(Photo-based referring expression data)

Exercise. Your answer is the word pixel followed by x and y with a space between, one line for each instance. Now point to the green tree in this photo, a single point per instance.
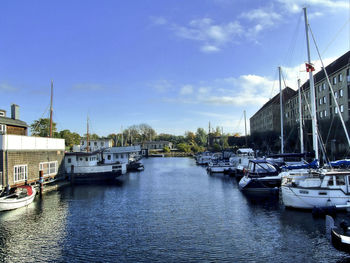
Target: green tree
pixel 183 147
pixel 190 137
pixel 201 137
pixel 41 128
pixel 166 149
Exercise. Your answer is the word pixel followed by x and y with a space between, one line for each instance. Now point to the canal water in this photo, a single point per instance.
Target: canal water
pixel 173 211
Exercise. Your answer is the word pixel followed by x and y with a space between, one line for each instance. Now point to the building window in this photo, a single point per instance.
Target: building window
pixel 20 173
pixel 49 168
pixel 2 129
pixel 340 77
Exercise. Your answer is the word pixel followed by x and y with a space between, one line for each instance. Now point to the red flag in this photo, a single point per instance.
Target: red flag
pixel 309 67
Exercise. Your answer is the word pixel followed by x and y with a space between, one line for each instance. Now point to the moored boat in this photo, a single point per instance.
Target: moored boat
pixel 261 177
pixel 21 196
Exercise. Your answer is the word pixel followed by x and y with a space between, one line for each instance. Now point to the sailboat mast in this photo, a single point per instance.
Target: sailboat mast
pixel 51 110
pixel 87 135
pixel 312 92
pixel 281 110
pixel 245 128
pixel 300 120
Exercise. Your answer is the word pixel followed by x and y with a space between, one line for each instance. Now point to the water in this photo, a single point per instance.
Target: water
pixel 173 211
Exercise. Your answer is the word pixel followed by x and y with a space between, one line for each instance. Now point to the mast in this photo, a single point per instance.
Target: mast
pixel 87 135
pixel 122 142
pixel 209 136
pixel 300 120
pixel 312 92
pixel 50 133
pixel 245 128
pixel 281 110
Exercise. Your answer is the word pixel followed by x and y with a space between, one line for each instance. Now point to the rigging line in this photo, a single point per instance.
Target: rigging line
pixel 335 36
pixel 331 88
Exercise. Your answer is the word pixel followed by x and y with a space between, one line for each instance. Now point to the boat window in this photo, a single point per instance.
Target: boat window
pixel 340 180
pixel 251 167
pixel 330 182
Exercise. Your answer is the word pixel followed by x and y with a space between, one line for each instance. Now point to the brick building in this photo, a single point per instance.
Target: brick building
pixel 268 118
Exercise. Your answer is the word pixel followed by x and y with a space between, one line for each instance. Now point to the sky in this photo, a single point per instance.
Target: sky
pixel 175 65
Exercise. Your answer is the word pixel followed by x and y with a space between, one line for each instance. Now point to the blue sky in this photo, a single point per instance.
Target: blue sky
pixel 175 64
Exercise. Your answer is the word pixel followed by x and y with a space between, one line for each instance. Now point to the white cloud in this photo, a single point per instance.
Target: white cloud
pixel 88 87
pixel 158 20
pixel 6 87
pixel 263 17
pixel 186 90
pixel 213 36
pixel 161 86
pixel 209 49
pixel 294 6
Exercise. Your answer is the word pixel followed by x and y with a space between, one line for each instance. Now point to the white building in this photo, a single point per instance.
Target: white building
pixel 94 145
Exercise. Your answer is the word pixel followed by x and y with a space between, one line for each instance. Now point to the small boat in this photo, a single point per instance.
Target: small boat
pixel 21 196
pixel 261 177
pixel 340 237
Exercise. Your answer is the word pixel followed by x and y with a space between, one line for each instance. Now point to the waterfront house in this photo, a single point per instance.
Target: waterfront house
pixel 23 157
pixel 12 125
pixel 94 145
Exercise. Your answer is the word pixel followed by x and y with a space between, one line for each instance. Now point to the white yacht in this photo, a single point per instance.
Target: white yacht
pixel 317 188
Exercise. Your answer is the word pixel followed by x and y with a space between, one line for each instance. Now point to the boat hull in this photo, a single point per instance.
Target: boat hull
pixel 295 197
pixel 81 178
pixel 10 204
pixel 260 186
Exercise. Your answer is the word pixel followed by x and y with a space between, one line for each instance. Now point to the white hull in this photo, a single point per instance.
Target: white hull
pixel 309 198
pixel 14 203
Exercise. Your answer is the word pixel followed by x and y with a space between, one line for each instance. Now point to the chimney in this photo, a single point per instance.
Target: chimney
pixel 15 112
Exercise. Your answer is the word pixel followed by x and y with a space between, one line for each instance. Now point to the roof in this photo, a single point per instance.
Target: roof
pixel 81 153
pixel 245 150
pixel 152 142
pixel 287 93
pixel 12 122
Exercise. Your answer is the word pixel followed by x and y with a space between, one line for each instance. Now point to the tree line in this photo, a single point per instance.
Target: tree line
pixel 197 141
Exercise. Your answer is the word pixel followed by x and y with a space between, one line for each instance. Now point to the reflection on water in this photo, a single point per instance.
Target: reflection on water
pixel 173 211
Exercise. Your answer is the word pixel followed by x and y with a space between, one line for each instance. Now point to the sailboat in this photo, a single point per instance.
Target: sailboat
pixel 316 188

PROBLEM:
Apart from the pictures, the entries above are to be repeated in full and exactly.

TASK OUTPUT:
Exercise. Your answer is the word pixel followed by x and y with a space between, one line for each instance. Now point to the green tree in this photo, a single point per instance.
Target: green tree
pixel 183 147
pixel 190 137
pixel 201 137
pixel 41 128
pixel 166 149
Exercise. Your answer is the word pixel followed by x and y with a space between, one line for each instance. Now point to the canal water in this photo, a single point per instance.
Target: canal water
pixel 173 211
Exercise. Your answer is the word pixel followed by x and y with a space between, one line for each instance. Now point to the building window in this photo, a single point per instance.
Target: building window
pixel 20 173
pixel 49 168
pixel 2 129
pixel 340 77
Exercise. Your answer is the word pixel followed by x and y with a space between, one line for each instance. Now point to the red flag in this photo, a single point per instance.
Target: red flag
pixel 309 67
Exercise. Your answer is the word pixel followed by x and y with a space between, one line for each instance. Now point to the moored boat in this photo, a single point per instance.
Target: moored boat
pixel 261 177
pixel 21 196
Exercise. Your answer is the word pixel followed by x and y with a space between, one line for each instance. Now point to the sailboat mast in this photo, a single point per instance.
Target: sailboat mast
pixel 51 110
pixel 87 135
pixel 312 92
pixel 281 110
pixel 245 128
pixel 300 120
Exercise. Your answer is the word pixel followed by x and y with a space between, one line for each instance. Now point to the water in this photo, a single point per instance.
Target: water
pixel 173 211
Exercise. Your answer is the word pixel followed by x and y with a space between, one line for each instance. Now point to the mast in this photo, a single point per instance.
Target: mast
pixel 87 135
pixel 122 142
pixel 209 136
pixel 300 120
pixel 312 92
pixel 50 133
pixel 245 128
pixel 281 110
Exercise. Your answer is the word pixel followed by x and y with a space between, one line for each instance. Now point to the rigging line in this photo, a single point per instance.
Target: rigging line
pixel 335 36
pixel 331 88
Exercise. Your answer is the word pixel followed by x and y with a space between, one line for each instance. Now point to the boat window in this photo, a single point per instance.
Target: boat window
pixel 340 180
pixel 251 167
pixel 330 182
Exercise. Your answer is the word pixel followed by x and y with a space between, one line for each instance. Now point to the brick building in this photo, a single point per instance.
Target: brick building
pixel 268 118
Exercise. Your answer is the word pixel followed by x and y with a space between, one line for each instance. Now point to the sky in this photo, a single point per instance.
Target: sky
pixel 175 65
Exercise. Your answer is the word pixel followed by x and y with a space between, one line for each instance. Now point to the blue sky in this photo, a single point per instance.
Target: blue sky
pixel 175 64
Exercise. Your answer is the word pixel followed by x and y with a space between, one line for each instance. Now point to the white cloud in this photo, a single point per instance.
Target: white cloud
pixel 88 87
pixel 158 20
pixel 6 87
pixel 263 17
pixel 186 90
pixel 213 36
pixel 161 86
pixel 209 49
pixel 294 6
Exercise. Your answer is the word pixel followed by x and y with a space between, one line for each instance. Now point to the white building in this photo, a single point per instance.
Target: white building
pixel 94 145
Exercise. Your answer is the word pixel followed by x and y with a space between, one line for each instance. Now point to the small boat in this photo, a single point per instance.
Target: small boat
pixel 21 196
pixel 261 177
pixel 340 237
Exercise. Your answer is the word pixel followed by x and y with a space between, one line for each instance. Now point to the waterfront house in this photo, a single point per instance.
Target: waterfront house
pixel 23 157
pixel 12 125
pixel 94 145
Exercise. Your answer is the word pixel followed by x and y with a space between, one line for each instance. Now point to the white yacht in this photo, a single point per instance.
Target: white yacht
pixel 317 188
Exercise. Your answer is the word pixel followed by x and y with a space between, one line for each instance. Now point to the boat hull in this photo, a single point per instance.
Target: boat hull
pixel 295 197
pixel 81 178
pixel 10 204
pixel 260 186
Exercise. Your answer is the word pixel followed by x and y with a space between, one line for each instance. Now point to the white hull in this photo, a single point per instance.
Target: white hull
pixel 309 198
pixel 14 203
Exercise. Your answer is the word pixel followed by x and y with a space between, one line for each instance. Now point to the chimney in this photo, a single point per instance.
Target: chimney
pixel 15 112
Exercise. Your answer is the word pixel followed by x and y with a space between, one line for each instance. Now point to the roof in this photo, a single point per instance.
Target: roof
pixel 81 153
pixel 245 150
pixel 152 142
pixel 287 93
pixel 12 122
Exercise. Your answer is the word pixel followed by x and y with a space between, one line for each instance. Now point to the tree line in this photo, a single point per instance.
Target: tree line
pixel 197 141
Exercise. Your answer is the word pixel followed by x and y with a space between, one line for each instance. Now point to the reflection on water in this photo, a single point per instance.
Target: reflection on water
pixel 173 211
Exercise. Your answer is the word pixel followed by x and y with a space between, one line for each instance. Now point to the sailboat in this photo, a single point per instance.
Target: sailboat
pixel 316 188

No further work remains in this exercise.